■ SUPPLIED PASSAGE
------

A Tour of Seq's Storage Engine

This post is the first in a series on Seq’s storage engine. It’s a technical dive meant to share some of the more interesting aspects of its design and implementation.

Seq is a log server with its own embedded storage engine for log events written (mostly) in Rust. We call this storage engine Flare. We’ve written a bit about our experiences with Rust in the past, but we’ve been wanting to dive into the design of Flare itself since we first shipped it in August of 2018.

To get a sense of what Flare is all about we’ll first introduce its broad design and then explore some of its components. We’ll do this by tracing the ingestion of an event through Seq’s HTTP API through to disk, and then later back from disk via a query, and finally deleting the event entirely. This post is a long and tangential tour of the design and implementation of the database to provide context for deeper dives into specific components in future posts.

Contents

The design of Flare

Flare is a conceptually small database. It’s fully abstracted from the underlying OS and doesn’t attempt to do any of its own threading, even though it’s designed for concurrent access. That makes it nicely portable (it can actually run entirely in WebAssembly) and embedded in other programming languages. In Seq, we embed Flare in .NET.

------

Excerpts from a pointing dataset
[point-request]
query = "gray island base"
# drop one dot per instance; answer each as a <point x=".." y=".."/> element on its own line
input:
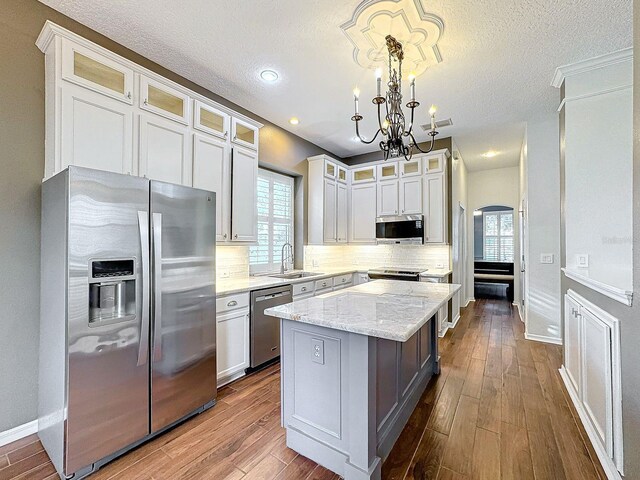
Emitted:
<point x="354" y="365"/>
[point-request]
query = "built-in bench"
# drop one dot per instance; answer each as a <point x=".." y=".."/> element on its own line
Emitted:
<point x="494" y="272"/>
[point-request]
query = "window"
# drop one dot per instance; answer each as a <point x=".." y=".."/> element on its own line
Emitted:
<point x="275" y="221"/>
<point x="498" y="236"/>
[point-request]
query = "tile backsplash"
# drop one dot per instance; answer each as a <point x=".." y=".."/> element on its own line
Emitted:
<point x="233" y="261"/>
<point x="317" y="257"/>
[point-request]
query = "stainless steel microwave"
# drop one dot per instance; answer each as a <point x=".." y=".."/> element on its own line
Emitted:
<point x="400" y="229"/>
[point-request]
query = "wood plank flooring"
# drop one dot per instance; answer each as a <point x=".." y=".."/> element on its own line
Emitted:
<point x="497" y="410"/>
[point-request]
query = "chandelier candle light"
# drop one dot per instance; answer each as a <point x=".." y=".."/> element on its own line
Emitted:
<point x="393" y="128"/>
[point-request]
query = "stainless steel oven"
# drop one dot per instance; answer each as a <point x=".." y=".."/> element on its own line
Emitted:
<point x="401" y="229"/>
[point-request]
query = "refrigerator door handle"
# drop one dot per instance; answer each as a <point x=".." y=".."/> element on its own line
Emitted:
<point x="143" y="348"/>
<point x="157" y="287"/>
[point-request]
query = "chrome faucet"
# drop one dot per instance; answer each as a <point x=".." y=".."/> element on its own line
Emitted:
<point x="283" y="266"/>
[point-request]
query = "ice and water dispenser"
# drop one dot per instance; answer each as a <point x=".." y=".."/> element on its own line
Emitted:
<point x="112" y="291"/>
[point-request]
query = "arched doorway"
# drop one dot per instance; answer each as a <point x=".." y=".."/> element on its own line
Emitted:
<point x="494" y="252"/>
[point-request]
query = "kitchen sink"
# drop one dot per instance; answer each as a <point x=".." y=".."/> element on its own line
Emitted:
<point x="292" y="275"/>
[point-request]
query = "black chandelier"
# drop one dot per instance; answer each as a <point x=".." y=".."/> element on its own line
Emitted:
<point x="393" y="128"/>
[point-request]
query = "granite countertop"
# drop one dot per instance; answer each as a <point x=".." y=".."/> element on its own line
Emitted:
<point x="229" y="286"/>
<point x="383" y="308"/>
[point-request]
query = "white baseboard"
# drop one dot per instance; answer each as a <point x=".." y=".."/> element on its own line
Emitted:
<point x="16" y="433"/>
<point x="542" y="338"/>
<point x="607" y="463"/>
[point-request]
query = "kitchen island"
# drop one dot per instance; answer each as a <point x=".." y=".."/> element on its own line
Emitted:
<point x="354" y="365"/>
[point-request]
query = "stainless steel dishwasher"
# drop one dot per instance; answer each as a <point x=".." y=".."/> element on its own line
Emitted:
<point x="265" y="330"/>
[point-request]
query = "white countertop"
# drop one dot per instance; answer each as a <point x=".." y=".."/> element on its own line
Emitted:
<point x="386" y="309"/>
<point x="229" y="286"/>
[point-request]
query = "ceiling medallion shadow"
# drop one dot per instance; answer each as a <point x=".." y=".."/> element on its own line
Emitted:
<point x="418" y="31"/>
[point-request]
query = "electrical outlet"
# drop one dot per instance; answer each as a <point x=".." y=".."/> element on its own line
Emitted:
<point x="317" y="351"/>
<point x="583" y="260"/>
<point x="546" y="258"/>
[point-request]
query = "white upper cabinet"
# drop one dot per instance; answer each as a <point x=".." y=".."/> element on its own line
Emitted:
<point x="434" y="163"/>
<point x="342" y="207"/>
<point x="363" y="174"/>
<point x="244" y="133"/>
<point x="410" y="195"/>
<point x="412" y="168"/>
<point x="244" y="188"/>
<point x="330" y="211"/>
<point x="342" y="174"/>
<point x="434" y="209"/>
<point x="211" y="171"/>
<point x="387" y="198"/>
<point x="210" y="120"/>
<point x="97" y="132"/>
<point x="89" y="69"/>
<point x="164" y="100"/>
<point x="165" y="150"/>
<point x="362" y="226"/>
<point x="388" y="171"/>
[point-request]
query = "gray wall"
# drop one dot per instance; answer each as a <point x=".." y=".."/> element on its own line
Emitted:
<point x="22" y="167"/>
<point x="629" y="316"/>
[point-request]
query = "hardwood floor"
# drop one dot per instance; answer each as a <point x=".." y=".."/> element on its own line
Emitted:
<point x="497" y="410"/>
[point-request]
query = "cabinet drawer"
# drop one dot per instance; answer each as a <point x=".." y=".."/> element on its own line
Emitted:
<point x="343" y="279"/>
<point x="302" y="288"/>
<point x="324" y="283"/>
<point x="232" y="302"/>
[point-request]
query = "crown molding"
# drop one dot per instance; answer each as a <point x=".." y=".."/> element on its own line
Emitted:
<point x="594" y="63"/>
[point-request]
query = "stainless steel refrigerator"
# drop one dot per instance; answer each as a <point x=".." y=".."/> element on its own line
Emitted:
<point x="128" y="328"/>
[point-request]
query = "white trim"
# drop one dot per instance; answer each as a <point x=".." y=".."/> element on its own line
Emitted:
<point x="16" y="433"/>
<point x="594" y="63"/>
<point x="542" y="338"/>
<point x="616" y="372"/>
<point x="593" y="94"/>
<point x="606" y="462"/>
<point x="50" y="30"/>
<point x="618" y="294"/>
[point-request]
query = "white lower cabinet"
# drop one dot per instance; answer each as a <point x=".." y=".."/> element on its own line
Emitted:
<point x="572" y="342"/>
<point x="165" y="150"/>
<point x="232" y="337"/>
<point x="211" y="172"/>
<point x="596" y="377"/>
<point x="244" y="186"/>
<point x="97" y="131"/>
<point x="363" y="213"/>
<point x="591" y="372"/>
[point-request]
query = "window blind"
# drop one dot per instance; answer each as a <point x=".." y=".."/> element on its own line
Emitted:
<point x="275" y="221"/>
<point x="498" y="236"/>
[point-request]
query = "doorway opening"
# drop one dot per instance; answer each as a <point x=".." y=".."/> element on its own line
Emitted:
<point x="493" y="235"/>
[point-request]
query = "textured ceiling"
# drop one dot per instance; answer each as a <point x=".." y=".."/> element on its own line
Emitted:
<point x="499" y="58"/>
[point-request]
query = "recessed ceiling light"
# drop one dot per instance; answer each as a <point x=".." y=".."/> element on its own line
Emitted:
<point x="490" y="154"/>
<point x="269" y="75"/>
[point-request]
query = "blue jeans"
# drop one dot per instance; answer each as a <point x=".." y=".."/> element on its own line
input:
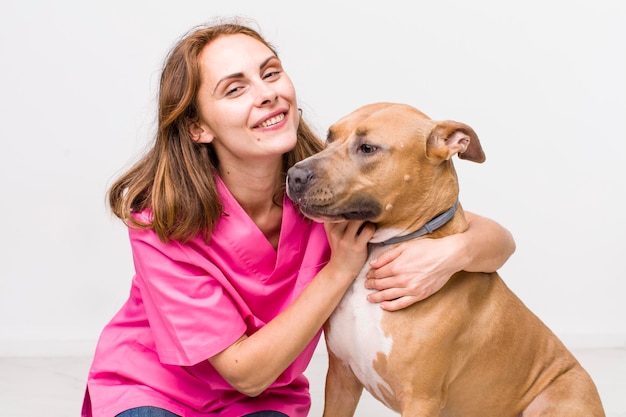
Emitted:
<point x="159" y="412"/>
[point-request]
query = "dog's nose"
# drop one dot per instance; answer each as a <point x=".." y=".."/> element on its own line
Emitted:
<point x="297" y="179"/>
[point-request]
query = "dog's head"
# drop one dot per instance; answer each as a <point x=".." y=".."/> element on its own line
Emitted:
<point x="387" y="163"/>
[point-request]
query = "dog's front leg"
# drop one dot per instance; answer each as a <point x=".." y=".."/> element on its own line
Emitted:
<point x="343" y="389"/>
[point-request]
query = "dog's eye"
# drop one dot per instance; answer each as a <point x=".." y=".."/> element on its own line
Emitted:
<point x="366" y="148"/>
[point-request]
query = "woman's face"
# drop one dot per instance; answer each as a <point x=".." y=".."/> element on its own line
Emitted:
<point x="246" y="102"/>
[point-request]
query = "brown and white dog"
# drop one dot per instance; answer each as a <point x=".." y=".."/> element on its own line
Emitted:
<point x="473" y="349"/>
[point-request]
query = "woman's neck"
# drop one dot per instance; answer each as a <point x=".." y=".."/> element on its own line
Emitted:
<point x="258" y="193"/>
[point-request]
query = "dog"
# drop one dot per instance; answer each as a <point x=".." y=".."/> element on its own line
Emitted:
<point x="472" y="349"/>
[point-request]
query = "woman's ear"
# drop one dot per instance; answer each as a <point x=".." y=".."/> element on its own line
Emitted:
<point x="200" y="134"/>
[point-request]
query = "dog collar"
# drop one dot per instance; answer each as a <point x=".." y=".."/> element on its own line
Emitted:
<point x="428" y="228"/>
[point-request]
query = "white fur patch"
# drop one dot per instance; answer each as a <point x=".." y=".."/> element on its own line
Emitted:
<point x="356" y="336"/>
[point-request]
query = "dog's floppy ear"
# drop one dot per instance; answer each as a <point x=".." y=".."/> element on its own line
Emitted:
<point x="449" y="138"/>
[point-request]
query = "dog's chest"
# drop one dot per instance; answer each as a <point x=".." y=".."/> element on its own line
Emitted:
<point x="356" y="336"/>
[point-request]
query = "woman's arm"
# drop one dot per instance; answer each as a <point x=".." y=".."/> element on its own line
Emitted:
<point x="253" y="363"/>
<point x="417" y="269"/>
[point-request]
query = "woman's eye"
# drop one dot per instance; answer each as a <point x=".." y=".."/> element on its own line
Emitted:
<point x="271" y="75"/>
<point x="233" y="90"/>
<point x="366" y="148"/>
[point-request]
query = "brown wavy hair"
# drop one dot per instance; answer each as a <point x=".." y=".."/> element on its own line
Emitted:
<point x="175" y="178"/>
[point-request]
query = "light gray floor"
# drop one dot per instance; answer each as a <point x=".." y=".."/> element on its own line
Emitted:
<point x="53" y="387"/>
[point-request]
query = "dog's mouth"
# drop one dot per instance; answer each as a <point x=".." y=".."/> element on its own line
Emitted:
<point x="332" y="214"/>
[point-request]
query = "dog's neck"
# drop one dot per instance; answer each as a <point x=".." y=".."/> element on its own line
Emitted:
<point x="427" y="229"/>
<point x="448" y="222"/>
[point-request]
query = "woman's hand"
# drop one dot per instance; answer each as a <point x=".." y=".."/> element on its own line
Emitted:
<point x="417" y="269"/>
<point x="411" y="272"/>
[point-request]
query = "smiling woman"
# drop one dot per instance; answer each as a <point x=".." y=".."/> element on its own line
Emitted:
<point x="228" y="273"/>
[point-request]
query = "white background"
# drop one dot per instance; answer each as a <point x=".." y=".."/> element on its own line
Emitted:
<point x="542" y="82"/>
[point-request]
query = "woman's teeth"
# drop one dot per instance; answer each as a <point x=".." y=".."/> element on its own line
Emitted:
<point x="273" y="120"/>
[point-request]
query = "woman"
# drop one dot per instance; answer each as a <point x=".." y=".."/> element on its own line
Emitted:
<point x="232" y="284"/>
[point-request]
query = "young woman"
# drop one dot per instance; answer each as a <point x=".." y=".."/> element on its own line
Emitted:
<point x="232" y="284"/>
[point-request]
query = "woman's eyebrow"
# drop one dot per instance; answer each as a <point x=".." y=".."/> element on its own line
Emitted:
<point x="240" y="74"/>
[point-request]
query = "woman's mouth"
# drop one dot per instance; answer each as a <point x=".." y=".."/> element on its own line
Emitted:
<point x="273" y="120"/>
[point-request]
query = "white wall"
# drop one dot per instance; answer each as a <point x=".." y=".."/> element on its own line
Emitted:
<point x="542" y="82"/>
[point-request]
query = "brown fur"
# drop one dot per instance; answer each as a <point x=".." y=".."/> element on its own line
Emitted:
<point x="473" y="349"/>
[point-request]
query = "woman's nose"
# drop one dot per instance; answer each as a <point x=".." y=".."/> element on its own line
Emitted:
<point x="266" y="94"/>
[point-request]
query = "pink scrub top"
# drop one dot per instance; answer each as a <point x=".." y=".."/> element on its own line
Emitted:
<point x="189" y="302"/>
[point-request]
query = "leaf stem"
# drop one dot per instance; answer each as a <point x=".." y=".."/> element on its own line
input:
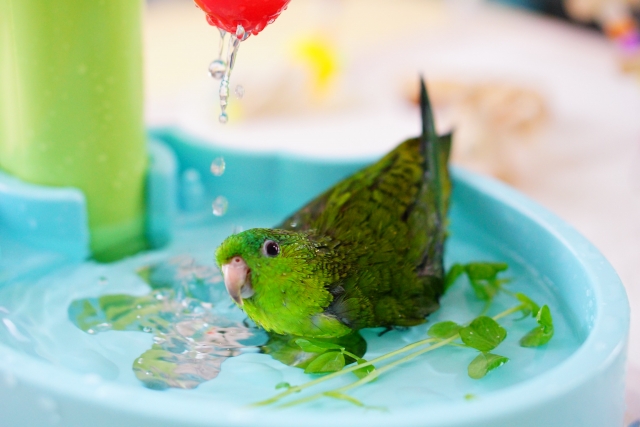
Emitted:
<point x="376" y="373"/>
<point x="351" y="368"/>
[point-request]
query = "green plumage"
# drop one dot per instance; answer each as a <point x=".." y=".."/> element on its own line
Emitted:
<point x="366" y="253"/>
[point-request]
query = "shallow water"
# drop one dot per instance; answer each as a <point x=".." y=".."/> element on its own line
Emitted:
<point x="189" y="329"/>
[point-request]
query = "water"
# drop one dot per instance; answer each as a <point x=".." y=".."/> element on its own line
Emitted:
<point x="220" y="206"/>
<point x="163" y="320"/>
<point x="221" y="70"/>
<point x="218" y="166"/>
<point x="190" y="340"/>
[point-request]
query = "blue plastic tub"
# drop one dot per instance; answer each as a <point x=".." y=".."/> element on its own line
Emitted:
<point x="52" y="373"/>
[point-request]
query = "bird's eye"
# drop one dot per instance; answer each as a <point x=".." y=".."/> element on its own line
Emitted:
<point x="270" y="248"/>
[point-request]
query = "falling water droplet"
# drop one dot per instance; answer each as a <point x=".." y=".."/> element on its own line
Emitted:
<point x="220" y="206"/>
<point x="240" y="32"/>
<point x="217" y="69"/>
<point x="218" y="166"/>
<point x="239" y="91"/>
<point x="10" y="380"/>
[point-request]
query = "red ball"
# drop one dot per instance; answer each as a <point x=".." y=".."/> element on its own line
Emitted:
<point x="253" y="15"/>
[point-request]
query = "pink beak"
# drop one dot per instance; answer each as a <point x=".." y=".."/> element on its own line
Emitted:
<point x="236" y="279"/>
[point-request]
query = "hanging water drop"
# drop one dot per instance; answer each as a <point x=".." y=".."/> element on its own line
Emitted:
<point x="241" y="33"/>
<point x="217" y="69"/>
<point x="239" y="91"/>
<point x="218" y="166"/>
<point x="220" y="206"/>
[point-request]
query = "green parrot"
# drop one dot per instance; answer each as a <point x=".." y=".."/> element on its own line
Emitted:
<point x="366" y="253"/>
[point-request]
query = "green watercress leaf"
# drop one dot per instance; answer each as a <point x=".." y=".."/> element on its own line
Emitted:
<point x="453" y="274"/>
<point x="485" y="270"/>
<point x="483" y="277"/>
<point x="345" y="397"/>
<point x="530" y="307"/>
<point x="485" y="363"/>
<point x="541" y="334"/>
<point x="444" y="330"/>
<point x="483" y="334"/>
<point x="313" y="346"/>
<point x="364" y="371"/>
<point x="331" y="361"/>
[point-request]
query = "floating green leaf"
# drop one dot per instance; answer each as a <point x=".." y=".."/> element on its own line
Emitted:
<point x="484" y="363"/>
<point x="313" y="346"/>
<point x="444" y="330"/>
<point x="483" y="334"/>
<point x="529" y="306"/>
<point x="541" y="334"/>
<point x="364" y="371"/>
<point x="331" y="361"/>
<point x="345" y="397"/>
<point x="485" y="270"/>
<point x="453" y="274"/>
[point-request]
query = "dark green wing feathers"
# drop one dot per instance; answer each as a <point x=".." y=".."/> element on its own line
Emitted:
<point x="386" y="227"/>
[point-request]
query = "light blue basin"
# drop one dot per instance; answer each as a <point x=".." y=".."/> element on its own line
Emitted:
<point x="577" y="382"/>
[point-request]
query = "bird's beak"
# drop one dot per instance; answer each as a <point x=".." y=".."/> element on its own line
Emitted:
<point x="237" y="280"/>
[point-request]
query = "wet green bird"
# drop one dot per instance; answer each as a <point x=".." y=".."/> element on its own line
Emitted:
<point x="366" y="253"/>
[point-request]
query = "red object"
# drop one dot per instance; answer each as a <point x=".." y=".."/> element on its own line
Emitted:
<point x="253" y="15"/>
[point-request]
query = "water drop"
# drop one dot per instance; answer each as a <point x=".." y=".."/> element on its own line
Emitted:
<point x="218" y="166"/>
<point x="92" y="379"/>
<point x="217" y="69"/>
<point x="239" y="91"/>
<point x="240" y="32"/>
<point x="10" y="380"/>
<point x="220" y="206"/>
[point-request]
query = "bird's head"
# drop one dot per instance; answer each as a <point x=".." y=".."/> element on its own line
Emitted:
<point x="279" y="277"/>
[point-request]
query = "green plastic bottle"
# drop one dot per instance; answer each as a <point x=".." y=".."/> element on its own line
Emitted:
<point x="71" y="109"/>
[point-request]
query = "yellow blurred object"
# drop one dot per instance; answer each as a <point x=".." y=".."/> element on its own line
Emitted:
<point x="319" y="56"/>
<point x="592" y="10"/>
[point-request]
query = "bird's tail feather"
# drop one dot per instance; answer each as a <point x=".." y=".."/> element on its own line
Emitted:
<point x="436" y="150"/>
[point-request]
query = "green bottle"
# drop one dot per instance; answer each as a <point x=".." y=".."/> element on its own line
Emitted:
<point x="71" y="109"/>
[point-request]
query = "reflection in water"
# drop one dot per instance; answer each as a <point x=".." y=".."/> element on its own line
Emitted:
<point x="188" y="312"/>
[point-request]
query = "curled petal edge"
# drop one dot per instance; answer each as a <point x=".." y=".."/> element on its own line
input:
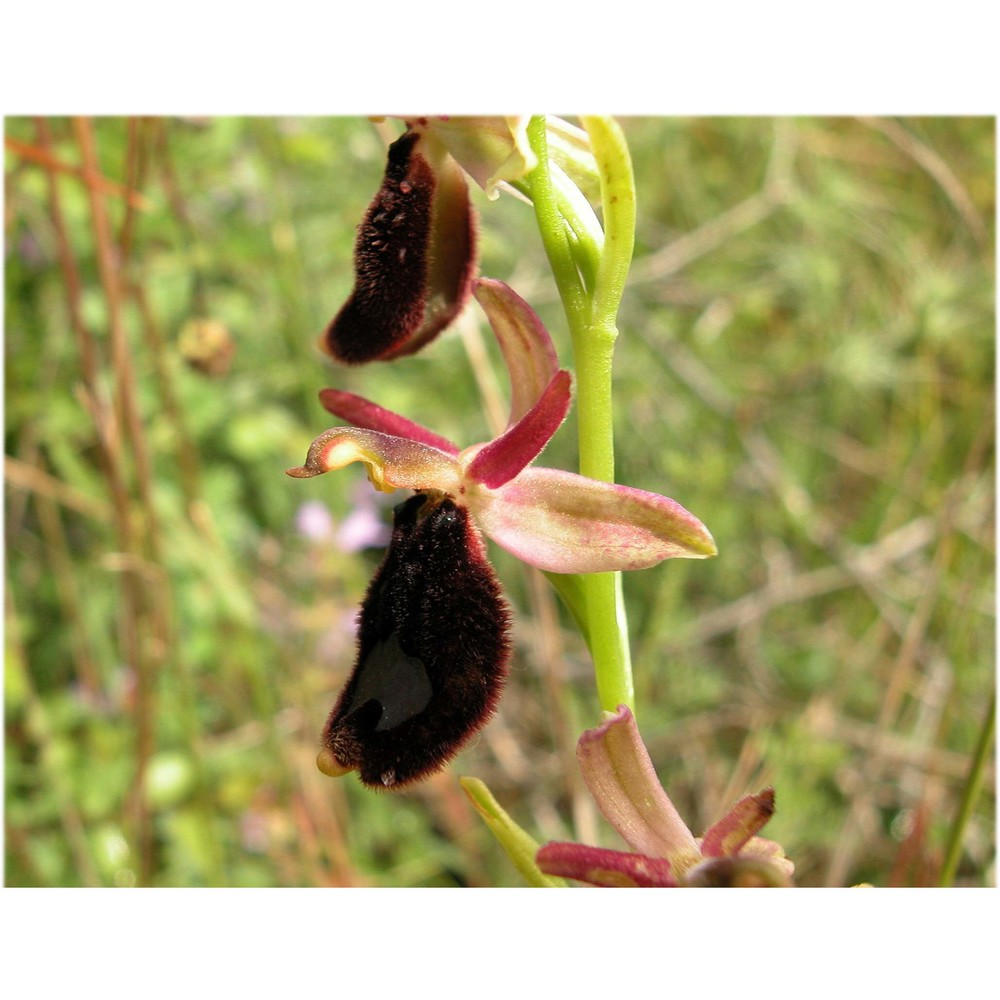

------

■ PARTS OF THE EXERCISE
(a) According to the post on Seq's storage engine, in what language is Flare mostly written?
(b) Retype the portion of the post on Seq's storage engine that begins at the words "A Tour of Seq's" and stops after "design and implementation.".
(c) Extend the post on Seq's storage engine, starting right after its final sentence.
The items come from a separate source.

■ WRITTEN ANSWERS
(a) Rust

(b)
A Tour of Seq's Storage Engine

This post is the first in a series on Seq’s storage engine. It’s a technical dive meant to share some of the more interesting aspects of its design and implementation.

(c)
Flare is a combination of C# and Rust components that are used by Seq

Choosing trade-offs

As a database, Flare only has three things to worry about:

  • Storing data on disk.
  • Removing data from disk.
  • Fetching data from disk.

Doing those things efficiently though, while also guaranteeing ACID properties (that is, atomicity, consistency, isolation, and durability), is actually very tricky! Even lightweight general-purpose embedded databases like SQLite are complex. Flare isn’t a general-purpose database though. To maintain performance and reliability within a manageable level of complexity, Flare takes advantage of some properties of log events in its design. Log events are:

  • immutable.
  • schema-less.
  • about 1Kb in size on average.
  • written with recent timestamps.
  • deleted with old timestamps.

We alluded to performance and reliability as constraints on Flare's design above, but there are others we have too:

  • Understandability. We're a small team with a lot of code to maintain. We need Flare to be understandable so we can quickly reconstitute the mental stack needed to work on it.
  • Supportability. Flare is deployed in environments we have no control over. We need it to be as robust as possible and give us plenty of insight into how it's running.

These properties together have lead to a design where data files can be initially appended to, but are eventually aged into an immutable format. Deletes are filtered copies into new data files.

There are some trade-offs in Flare’s design:

  • the database is tolerant of some historical and future writes, but regular random writes (such as applications logging using really skewed system clocks) have poor performance characteristics.
  • keys have to be slowly incrementing, so the only key that makes any sense is a timestamp.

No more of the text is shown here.